» TASK STATEMENT
Please rewrite the data below as a numbered list, from the line holding "In this exercise you will indicate the drum lug" through the end of the data, inclusive. Leave out blank lines and pictures.

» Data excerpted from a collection
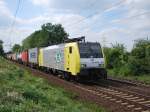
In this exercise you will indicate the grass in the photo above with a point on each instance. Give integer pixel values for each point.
(144, 78)
(22, 92)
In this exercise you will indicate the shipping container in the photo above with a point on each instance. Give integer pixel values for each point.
(52, 57)
(24, 56)
(33, 55)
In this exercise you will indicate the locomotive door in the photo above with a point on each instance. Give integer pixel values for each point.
(68, 58)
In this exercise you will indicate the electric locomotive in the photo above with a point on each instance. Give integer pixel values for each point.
(74, 59)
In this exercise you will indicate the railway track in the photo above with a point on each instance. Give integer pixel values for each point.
(127, 99)
(124, 99)
(129, 82)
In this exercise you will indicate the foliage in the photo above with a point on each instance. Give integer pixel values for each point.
(22, 92)
(48, 35)
(122, 62)
(1, 48)
(16, 48)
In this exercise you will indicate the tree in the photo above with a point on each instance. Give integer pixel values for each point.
(140, 56)
(1, 48)
(48, 35)
(16, 48)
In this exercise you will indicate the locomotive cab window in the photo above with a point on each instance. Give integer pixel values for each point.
(70, 50)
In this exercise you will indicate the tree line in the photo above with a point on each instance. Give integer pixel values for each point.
(122, 62)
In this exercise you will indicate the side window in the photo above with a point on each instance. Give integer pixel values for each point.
(70, 50)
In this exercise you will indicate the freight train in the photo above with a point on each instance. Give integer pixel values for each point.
(72, 60)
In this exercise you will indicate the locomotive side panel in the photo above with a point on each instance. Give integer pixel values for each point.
(33, 55)
(53, 57)
(24, 56)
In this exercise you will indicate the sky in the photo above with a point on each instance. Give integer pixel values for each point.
(104, 21)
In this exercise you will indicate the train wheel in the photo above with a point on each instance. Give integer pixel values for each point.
(66, 76)
(104, 74)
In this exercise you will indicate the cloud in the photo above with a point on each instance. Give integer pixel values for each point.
(41, 2)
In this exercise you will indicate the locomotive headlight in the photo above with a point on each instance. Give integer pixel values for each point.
(101, 65)
(83, 65)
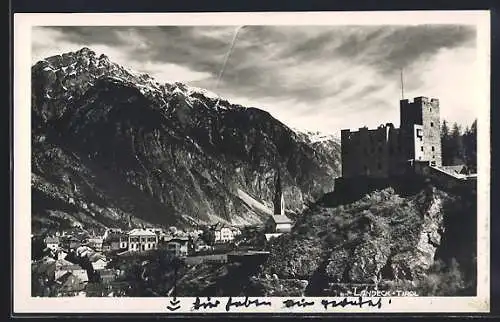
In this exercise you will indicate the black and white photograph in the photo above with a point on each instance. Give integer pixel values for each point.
(227, 163)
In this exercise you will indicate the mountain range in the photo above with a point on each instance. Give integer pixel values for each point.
(115, 148)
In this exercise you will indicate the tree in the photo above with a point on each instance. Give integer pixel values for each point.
(38, 248)
(470, 146)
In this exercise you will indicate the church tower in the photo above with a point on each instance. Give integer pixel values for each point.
(279, 200)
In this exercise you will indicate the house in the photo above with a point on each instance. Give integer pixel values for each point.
(221, 233)
(115, 241)
(107, 275)
(179, 246)
(201, 246)
(142, 240)
(84, 251)
(45, 266)
(52, 242)
(98, 261)
(236, 231)
(74, 242)
(111, 231)
(95, 243)
(279, 224)
(61, 254)
(106, 245)
(155, 230)
(69, 284)
(63, 266)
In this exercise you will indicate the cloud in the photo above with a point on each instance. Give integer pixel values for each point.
(315, 77)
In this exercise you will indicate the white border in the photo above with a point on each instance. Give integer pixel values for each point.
(24, 303)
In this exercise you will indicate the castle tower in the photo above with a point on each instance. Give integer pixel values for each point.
(420, 129)
(279, 200)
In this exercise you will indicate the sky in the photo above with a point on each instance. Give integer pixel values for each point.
(315, 78)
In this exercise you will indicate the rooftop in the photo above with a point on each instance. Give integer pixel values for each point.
(281, 219)
(141, 232)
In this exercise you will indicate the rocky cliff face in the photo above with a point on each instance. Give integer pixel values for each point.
(110, 146)
(381, 237)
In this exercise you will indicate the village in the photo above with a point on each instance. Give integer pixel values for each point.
(65, 263)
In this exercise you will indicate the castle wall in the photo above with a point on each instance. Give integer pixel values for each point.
(421, 119)
(375, 153)
(387, 150)
(431, 129)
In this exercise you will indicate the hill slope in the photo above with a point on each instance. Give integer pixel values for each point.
(111, 146)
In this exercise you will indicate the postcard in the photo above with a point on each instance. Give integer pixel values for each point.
(298, 162)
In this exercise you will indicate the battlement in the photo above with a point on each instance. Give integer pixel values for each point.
(419, 100)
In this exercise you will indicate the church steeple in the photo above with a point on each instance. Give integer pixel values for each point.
(279, 201)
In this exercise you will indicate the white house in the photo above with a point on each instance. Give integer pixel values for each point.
(179, 246)
(95, 243)
(141, 240)
(279, 224)
(98, 261)
(223, 235)
(52, 242)
(63, 266)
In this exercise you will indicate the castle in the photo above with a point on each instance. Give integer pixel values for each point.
(278, 223)
(387, 151)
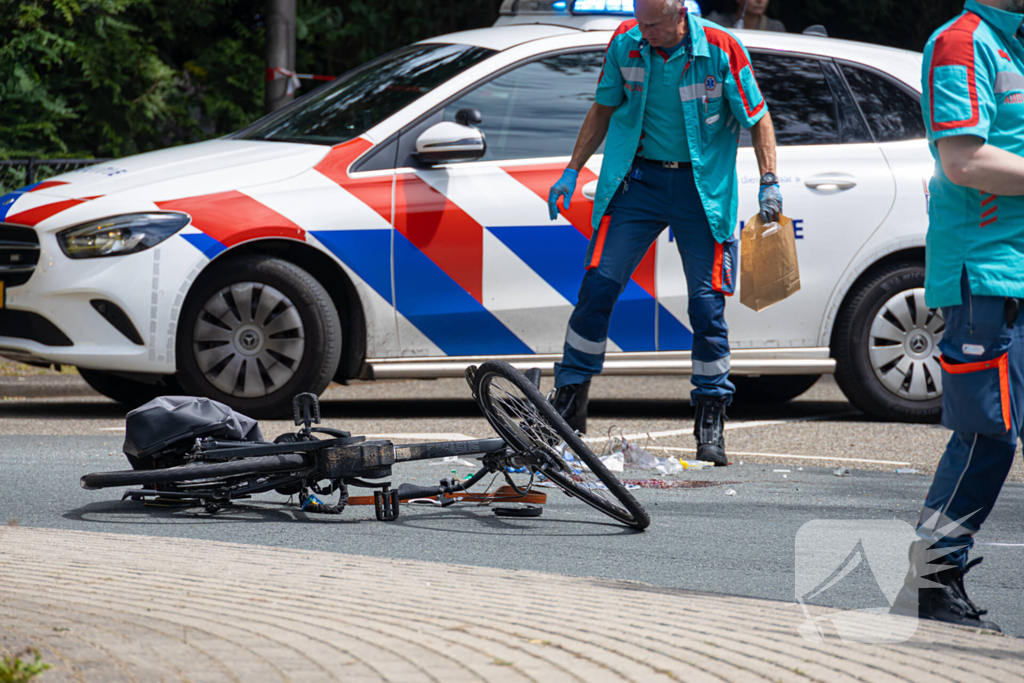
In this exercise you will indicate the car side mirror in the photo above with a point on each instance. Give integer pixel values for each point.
(448, 141)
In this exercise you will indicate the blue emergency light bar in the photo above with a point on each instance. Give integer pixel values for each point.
(602, 7)
(607, 7)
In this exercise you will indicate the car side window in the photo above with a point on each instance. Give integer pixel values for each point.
(892, 112)
(535, 110)
(800, 99)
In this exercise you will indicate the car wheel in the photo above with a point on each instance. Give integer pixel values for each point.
(886, 345)
(255, 332)
(771, 388)
(128, 391)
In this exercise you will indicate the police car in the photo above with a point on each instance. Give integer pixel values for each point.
(393, 223)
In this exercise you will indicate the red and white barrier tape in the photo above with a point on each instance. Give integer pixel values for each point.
(272, 74)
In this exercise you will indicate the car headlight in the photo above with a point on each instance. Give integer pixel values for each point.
(117, 236)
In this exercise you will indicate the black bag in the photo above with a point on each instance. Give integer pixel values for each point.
(159, 433)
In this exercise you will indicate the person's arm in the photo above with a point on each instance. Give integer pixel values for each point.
(593, 132)
(969, 162)
(763, 136)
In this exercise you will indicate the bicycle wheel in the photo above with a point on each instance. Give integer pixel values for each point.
(527, 422)
(199, 471)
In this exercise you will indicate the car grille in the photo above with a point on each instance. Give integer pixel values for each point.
(18, 254)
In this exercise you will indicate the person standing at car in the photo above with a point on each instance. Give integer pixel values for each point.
(671, 99)
(751, 14)
(974, 112)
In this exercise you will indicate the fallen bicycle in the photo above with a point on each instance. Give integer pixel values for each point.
(184, 451)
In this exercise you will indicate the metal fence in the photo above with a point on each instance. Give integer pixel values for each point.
(15, 173)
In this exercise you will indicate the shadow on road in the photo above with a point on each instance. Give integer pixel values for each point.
(476, 520)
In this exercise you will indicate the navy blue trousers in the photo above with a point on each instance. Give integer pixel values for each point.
(982, 394)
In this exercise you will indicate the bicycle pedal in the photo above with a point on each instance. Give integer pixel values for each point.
(386, 505)
(519, 511)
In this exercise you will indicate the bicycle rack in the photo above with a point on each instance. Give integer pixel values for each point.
(386, 504)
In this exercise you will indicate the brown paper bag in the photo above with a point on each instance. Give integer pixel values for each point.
(768, 269)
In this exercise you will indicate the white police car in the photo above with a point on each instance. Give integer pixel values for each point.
(393, 224)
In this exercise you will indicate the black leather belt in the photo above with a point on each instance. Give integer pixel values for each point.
(667, 164)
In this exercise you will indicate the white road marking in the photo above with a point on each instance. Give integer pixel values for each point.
(426, 436)
(735, 425)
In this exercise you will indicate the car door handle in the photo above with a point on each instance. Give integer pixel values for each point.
(832, 181)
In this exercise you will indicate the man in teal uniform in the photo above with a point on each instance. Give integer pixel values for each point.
(674, 91)
(974, 110)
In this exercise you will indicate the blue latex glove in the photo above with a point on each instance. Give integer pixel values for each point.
(564, 187)
(770, 199)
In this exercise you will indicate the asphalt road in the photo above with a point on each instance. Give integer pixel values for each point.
(748, 544)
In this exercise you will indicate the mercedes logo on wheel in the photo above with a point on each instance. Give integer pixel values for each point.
(919, 344)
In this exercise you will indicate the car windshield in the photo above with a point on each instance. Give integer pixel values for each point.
(364, 97)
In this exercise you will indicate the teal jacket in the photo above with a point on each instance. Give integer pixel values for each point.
(973, 84)
(719, 73)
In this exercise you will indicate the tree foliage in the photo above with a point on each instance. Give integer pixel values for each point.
(111, 78)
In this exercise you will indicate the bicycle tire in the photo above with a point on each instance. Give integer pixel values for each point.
(528, 422)
(198, 471)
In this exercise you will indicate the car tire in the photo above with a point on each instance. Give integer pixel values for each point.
(254, 332)
(886, 346)
(770, 388)
(128, 391)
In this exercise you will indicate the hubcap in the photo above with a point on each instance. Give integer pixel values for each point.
(248, 340)
(903, 346)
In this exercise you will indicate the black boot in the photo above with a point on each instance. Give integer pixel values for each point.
(570, 401)
(940, 595)
(709, 428)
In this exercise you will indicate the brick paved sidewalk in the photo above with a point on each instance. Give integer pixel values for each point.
(110, 607)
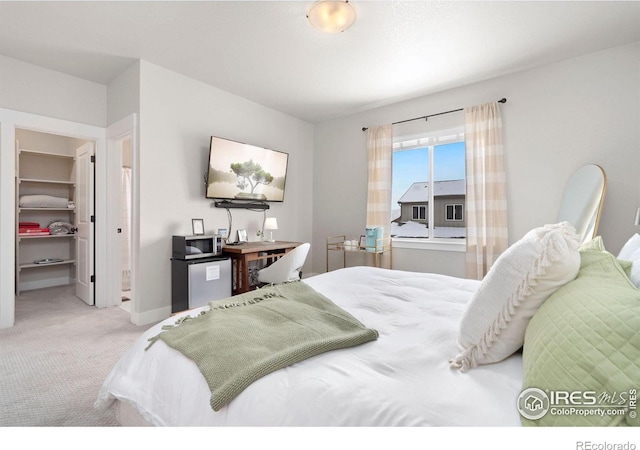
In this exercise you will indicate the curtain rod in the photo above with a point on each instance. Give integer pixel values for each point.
(502, 100)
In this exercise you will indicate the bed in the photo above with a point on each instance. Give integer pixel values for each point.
(412, 374)
(403, 378)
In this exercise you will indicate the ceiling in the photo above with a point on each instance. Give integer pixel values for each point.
(267, 52)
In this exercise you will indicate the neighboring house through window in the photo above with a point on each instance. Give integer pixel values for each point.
(425, 209)
(454, 212)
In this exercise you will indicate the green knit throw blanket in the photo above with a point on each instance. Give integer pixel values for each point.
(250, 335)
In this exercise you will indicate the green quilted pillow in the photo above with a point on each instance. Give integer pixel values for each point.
(581, 356)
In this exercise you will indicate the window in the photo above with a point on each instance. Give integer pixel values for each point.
(453, 212)
(419, 212)
(429, 186)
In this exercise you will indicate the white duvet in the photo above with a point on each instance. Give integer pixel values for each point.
(402, 379)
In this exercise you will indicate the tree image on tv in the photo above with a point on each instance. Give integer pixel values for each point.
(251, 175)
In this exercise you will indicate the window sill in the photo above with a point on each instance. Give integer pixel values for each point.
(447, 245)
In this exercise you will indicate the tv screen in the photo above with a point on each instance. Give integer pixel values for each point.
(240, 171)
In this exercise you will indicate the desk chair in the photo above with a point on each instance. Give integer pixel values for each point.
(287, 268)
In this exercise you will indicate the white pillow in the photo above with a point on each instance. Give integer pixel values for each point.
(630, 247)
(522, 278)
(631, 252)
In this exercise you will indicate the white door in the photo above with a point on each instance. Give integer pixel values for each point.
(84, 223)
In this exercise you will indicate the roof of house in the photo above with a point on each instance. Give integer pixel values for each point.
(419, 191)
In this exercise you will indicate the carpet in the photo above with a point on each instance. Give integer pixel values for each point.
(55, 358)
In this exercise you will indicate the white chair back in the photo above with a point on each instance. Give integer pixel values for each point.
(287, 268)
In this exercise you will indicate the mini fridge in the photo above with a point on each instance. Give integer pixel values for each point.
(196, 282)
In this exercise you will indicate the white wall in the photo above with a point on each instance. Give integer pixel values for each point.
(123, 96)
(556, 119)
(28, 88)
(177, 117)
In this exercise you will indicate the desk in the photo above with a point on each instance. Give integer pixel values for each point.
(241, 255)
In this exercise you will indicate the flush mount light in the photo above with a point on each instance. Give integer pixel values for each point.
(332, 16)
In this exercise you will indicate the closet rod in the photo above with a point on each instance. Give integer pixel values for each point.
(502, 100)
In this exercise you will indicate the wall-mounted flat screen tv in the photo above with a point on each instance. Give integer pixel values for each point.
(240, 171)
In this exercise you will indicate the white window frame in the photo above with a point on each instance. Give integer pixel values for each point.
(430, 140)
(453, 207)
(419, 209)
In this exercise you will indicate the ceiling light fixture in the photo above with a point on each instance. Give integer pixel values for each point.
(332, 16)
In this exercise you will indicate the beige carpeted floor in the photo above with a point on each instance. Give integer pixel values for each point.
(55, 358)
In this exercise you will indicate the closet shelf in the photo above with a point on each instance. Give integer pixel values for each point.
(32, 265)
(49, 154)
(39, 180)
(46, 236)
(21, 209)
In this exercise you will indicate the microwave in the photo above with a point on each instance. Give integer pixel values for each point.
(197, 246)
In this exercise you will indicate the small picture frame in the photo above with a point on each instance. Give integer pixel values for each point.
(198, 226)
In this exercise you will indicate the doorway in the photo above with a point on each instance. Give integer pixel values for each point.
(121, 214)
(126, 156)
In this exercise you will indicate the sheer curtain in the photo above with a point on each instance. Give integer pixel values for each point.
(487, 231)
(125, 239)
(379, 153)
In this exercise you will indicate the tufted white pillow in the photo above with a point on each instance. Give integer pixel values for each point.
(525, 275)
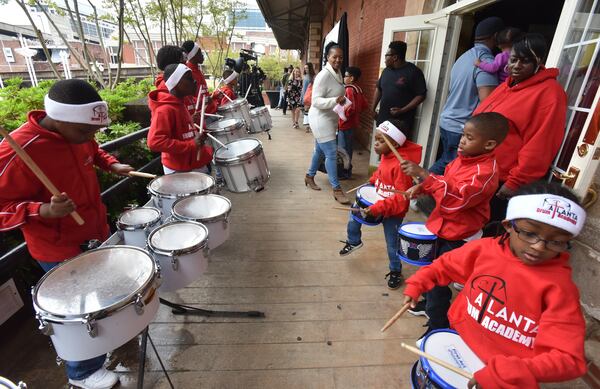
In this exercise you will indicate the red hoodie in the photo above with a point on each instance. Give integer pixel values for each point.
(355, 95)
(172, 133)
(388, 176)
(536, 110)
(71, 168)
(524, 322)
(462, 196)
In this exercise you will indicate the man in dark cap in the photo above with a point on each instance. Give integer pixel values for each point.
(468, 86)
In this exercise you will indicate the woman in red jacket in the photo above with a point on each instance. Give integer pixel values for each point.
(535, 105)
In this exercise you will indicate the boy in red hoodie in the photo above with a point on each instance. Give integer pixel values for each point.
(462, 198)
(352, 112)
(61, 142)
(519, 310)
(172, 131)
(389, 180)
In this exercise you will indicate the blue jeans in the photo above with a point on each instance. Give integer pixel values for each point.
(390, 231)
(77, 370)
(345, 141)
(327, 150)
(450, 142)
(438, 299)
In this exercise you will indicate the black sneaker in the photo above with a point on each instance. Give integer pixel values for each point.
(419, 310)
(348, 248)
(395, 279)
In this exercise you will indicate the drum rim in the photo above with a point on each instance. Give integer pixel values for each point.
(172, 253)
(414, 236)
(132, 227)
(242, 157)
(223, 216)
(164, 195)
(105, 312)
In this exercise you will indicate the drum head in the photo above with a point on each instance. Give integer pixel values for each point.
(138, 217)
(416, 231)
(201, 207)
(369, 193)
(178, 237)
(181, 184)
(448, 346)
(95, 280)
(238, 149)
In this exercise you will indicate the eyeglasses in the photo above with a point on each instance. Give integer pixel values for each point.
(530, 237)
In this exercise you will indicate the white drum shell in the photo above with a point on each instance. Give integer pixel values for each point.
(73, 343)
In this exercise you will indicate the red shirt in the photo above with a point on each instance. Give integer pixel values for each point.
(462, 196)
(536, 111)
(172, 133)
(524, 322)
(70, 167)
(389, 176)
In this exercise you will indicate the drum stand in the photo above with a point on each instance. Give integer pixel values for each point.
(142, 363)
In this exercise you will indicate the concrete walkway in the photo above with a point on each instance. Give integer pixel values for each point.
(323, 311)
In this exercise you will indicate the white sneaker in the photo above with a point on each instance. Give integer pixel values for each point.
(101, 379)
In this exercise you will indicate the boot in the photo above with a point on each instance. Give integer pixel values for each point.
(340, 196)
(310, 181)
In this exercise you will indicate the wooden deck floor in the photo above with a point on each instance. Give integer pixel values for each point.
(323, 311)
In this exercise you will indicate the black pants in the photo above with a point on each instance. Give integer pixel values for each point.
(438, 299)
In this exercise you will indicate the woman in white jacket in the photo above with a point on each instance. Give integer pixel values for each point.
(328, 90)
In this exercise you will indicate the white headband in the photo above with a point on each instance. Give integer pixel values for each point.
(549, 209)
(393, 132)
(174, 78)
(193, 51)
(95, 113)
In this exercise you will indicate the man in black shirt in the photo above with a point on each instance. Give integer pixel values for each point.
(400, 89)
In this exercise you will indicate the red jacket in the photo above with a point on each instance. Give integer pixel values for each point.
(68, 166)
(388, 176)
(354, 94)
(219, 98)
(462, 196)
(531, 330)
(172, 133)
(536, 110)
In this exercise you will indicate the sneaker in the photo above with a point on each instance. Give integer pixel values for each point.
(419, 309)
(348, 248)
(395, 279)
(101, 379)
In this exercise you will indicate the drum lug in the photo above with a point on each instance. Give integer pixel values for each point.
(91, 326)
(139, 304)
(45, 327)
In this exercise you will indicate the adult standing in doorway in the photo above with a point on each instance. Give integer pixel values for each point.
(400, 89)
(327, 91)
(468, 86)
(535, 105)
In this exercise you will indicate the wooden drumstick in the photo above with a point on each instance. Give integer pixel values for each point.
(396, 316)
(440, 362)
(37, 171)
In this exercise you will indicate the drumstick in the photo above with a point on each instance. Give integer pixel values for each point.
(36, 170)
(440, 362)
(396, 316)
(142, 174)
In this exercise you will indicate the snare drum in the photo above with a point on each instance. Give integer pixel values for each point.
(261, 120)
(243, 165)
(416, 244)
(97, 301)
(137, 223)
(165, 190)
(226, 130)
(237, 109)
(181, 248)
(211, 210)
(448, 346)
(365, 197)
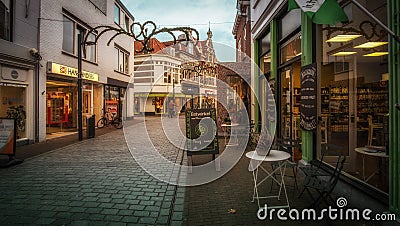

» WRITTEN RESPONSE
1. In this exercise you will indicate the drum lug in the photo above with a point on each instance. Give integer pixel values for each point.
2. (91, 326)
3. (139, 304)
4. (45, 327)
5. In this exercise you will indicate the adult standing in doorway in the photo above with a point on each instance. Give integer pixel values for each point.
6. (400, 89)
7. (327, 91)
8. (468, 86)
9. (535, 105)
10. In this exercise you will indicate the wooden drumstick in the photo above with a point on each instance. Give integer pixel values for each point.
11. (396, 316)
12. (440, 362)
13. (37, 171)
14. In this exercise you will indicate the drumstick in the photo above with a point on each instance. Give integer pixel values for each point.
15. (36, 170)
16. (440, 362)
17. (396, 316)
18. (142, 174)
19. In this exercise you will indicate the snare drum in the photo above with a point on each instance. Give integer pixel values for each point.
20. (261, 120)
21. (243, 165)
22. (416, 244)
23. (97, 301)
24. (137, 223)
25. (165, 190)
26. (226, 130)
27. (237, 109)
28. (181, 248)
29. (211, 210)
30. (448, 346)
31. (365, 197)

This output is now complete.